• [TASK TO COMPLETE]: Quote the records from the line with "Tag the rock" to the line with "Query: rock face", keeping both of those lines and omitting the pictures.

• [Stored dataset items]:
* * * *

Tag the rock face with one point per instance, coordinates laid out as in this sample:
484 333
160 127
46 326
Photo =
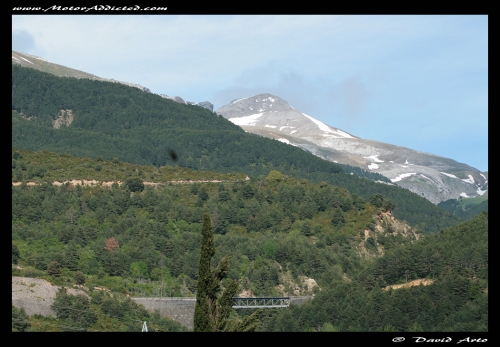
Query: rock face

* * * *

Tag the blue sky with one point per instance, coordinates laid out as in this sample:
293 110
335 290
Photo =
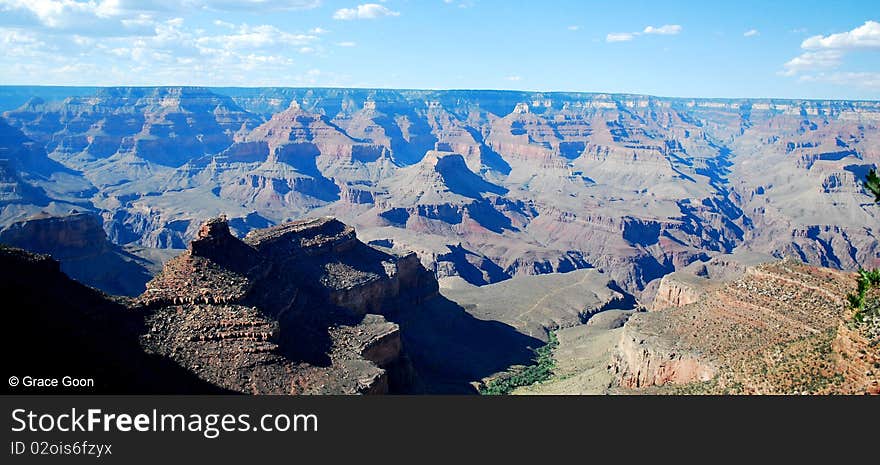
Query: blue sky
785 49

* * * *

• [TASK OUTPUT]:
Tag the rock face with one point per instance, coordinates laid out as in this sample:
484 333
160 127
46 326
Photo =
Query: rock face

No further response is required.